Region pointing data
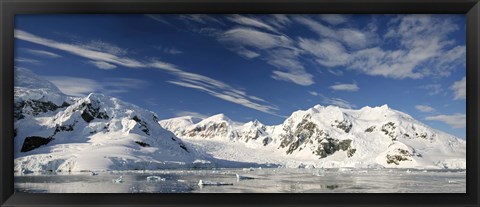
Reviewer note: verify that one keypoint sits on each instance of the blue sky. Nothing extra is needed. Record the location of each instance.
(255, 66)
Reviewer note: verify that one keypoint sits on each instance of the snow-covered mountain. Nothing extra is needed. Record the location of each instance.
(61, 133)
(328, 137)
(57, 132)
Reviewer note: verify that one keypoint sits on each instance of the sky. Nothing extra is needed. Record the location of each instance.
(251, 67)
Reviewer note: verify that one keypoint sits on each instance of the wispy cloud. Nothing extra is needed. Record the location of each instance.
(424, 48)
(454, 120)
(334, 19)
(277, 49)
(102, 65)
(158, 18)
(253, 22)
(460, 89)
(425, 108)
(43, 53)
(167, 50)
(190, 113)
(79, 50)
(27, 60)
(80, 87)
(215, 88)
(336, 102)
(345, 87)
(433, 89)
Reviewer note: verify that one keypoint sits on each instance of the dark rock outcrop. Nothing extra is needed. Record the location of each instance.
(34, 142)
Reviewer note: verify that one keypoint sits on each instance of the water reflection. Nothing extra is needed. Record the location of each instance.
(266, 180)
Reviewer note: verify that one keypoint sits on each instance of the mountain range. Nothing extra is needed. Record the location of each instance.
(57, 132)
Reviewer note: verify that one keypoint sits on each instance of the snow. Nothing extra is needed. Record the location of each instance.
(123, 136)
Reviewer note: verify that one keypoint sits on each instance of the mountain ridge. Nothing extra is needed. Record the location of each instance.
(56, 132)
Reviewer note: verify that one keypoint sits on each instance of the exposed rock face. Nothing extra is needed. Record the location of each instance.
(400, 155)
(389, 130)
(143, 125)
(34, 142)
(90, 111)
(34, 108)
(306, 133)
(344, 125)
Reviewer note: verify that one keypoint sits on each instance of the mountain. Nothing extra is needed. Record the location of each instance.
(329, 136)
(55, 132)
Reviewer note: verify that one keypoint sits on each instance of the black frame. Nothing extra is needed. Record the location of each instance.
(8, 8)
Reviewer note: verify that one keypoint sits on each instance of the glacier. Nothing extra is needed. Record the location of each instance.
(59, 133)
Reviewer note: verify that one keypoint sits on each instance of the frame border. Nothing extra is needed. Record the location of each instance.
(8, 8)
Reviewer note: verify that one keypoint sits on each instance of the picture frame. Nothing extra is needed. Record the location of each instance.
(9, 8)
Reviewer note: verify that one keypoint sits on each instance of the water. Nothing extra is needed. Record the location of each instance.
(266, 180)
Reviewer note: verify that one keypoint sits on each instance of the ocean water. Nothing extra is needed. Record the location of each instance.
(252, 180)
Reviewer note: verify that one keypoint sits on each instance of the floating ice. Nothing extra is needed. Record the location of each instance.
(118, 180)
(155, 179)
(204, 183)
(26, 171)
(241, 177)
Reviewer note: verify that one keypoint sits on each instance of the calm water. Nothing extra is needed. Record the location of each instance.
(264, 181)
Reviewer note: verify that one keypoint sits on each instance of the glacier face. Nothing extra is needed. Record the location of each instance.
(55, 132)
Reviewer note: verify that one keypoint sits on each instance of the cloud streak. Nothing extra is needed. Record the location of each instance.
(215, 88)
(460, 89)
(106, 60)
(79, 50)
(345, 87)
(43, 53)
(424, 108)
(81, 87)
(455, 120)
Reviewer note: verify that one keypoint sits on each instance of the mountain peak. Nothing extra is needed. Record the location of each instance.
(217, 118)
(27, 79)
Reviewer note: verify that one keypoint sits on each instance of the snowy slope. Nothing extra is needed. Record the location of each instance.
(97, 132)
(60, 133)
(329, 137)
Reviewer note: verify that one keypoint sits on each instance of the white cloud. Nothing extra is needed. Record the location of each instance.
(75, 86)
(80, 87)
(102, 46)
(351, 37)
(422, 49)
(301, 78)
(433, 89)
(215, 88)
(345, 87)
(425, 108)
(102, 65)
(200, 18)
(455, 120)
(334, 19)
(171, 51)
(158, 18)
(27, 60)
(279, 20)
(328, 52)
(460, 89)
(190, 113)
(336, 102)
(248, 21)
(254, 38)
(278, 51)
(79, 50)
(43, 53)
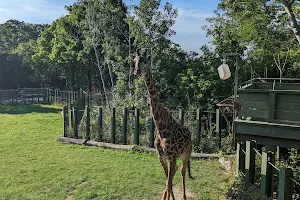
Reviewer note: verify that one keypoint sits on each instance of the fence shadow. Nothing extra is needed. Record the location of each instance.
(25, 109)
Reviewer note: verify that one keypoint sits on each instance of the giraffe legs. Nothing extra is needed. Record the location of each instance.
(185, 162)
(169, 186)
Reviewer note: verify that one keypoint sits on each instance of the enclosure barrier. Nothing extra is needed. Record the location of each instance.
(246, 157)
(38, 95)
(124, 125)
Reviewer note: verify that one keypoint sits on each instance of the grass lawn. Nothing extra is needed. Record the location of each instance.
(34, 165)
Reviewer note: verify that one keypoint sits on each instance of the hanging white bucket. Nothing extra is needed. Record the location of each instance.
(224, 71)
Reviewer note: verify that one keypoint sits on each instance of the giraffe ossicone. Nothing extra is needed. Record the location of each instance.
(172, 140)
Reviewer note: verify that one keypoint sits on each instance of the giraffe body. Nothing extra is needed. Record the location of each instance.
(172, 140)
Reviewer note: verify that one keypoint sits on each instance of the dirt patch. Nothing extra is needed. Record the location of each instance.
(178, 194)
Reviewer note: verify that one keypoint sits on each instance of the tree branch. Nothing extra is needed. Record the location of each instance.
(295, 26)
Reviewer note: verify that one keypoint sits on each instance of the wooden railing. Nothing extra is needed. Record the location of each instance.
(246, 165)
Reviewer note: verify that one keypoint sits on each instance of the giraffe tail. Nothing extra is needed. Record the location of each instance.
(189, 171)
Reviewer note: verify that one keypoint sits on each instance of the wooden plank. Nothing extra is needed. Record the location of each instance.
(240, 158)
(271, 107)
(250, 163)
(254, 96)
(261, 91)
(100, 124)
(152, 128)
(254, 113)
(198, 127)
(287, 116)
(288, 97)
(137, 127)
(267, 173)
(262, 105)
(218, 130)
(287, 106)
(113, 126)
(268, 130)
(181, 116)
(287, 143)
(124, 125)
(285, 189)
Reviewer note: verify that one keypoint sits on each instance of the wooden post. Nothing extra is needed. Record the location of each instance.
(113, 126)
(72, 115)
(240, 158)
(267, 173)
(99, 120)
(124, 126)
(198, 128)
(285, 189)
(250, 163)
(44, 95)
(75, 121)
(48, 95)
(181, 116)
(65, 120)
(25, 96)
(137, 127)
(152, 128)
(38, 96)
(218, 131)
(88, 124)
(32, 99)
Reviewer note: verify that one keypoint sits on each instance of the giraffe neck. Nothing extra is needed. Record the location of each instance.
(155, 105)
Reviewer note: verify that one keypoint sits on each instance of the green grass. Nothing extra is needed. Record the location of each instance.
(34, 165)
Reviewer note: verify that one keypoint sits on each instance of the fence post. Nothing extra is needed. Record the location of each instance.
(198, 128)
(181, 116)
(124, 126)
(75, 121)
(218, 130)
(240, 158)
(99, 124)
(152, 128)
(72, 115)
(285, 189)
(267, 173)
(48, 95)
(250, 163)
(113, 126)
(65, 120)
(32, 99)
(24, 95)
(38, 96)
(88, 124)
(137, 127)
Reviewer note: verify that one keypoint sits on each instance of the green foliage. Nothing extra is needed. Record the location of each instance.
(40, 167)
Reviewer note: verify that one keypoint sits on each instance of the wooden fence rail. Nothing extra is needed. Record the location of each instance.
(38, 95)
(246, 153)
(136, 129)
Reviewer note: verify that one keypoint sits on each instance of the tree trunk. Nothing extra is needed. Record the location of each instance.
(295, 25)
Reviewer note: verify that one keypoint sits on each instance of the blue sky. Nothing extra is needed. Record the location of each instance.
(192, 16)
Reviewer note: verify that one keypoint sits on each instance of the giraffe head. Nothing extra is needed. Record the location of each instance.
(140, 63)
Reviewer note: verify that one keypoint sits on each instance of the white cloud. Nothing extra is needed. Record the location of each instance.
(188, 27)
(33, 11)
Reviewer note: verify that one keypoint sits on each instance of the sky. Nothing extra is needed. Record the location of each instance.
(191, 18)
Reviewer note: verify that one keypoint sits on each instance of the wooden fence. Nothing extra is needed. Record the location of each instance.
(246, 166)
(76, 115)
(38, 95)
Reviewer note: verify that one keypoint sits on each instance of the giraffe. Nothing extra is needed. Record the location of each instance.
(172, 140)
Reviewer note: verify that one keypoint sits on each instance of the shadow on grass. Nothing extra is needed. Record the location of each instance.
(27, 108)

• **TASK PROMPT**: Give an exact copy of every line from the one holding "the wooden fence." through the end of the records, both included, and no other lines.

• **RESULT FOR THIS EXERCISE**:
Reviewer note: verify that one keypoint sits on each instance of the wooden fence. Nothing extra is needed. Record the location of each instance.
(246, 166)
(76, 115)
(38, 95)
Reviewer note: verify that one keypoint sits on each instance of the giraffe. Nothing extra is needed. Record the location of each instance.
(172, 140)
Reviewer note: verify that one keypoint sits on each instance of the shadow on grass. Nothing extra is needed. Record the location of each instance.
(27, 108)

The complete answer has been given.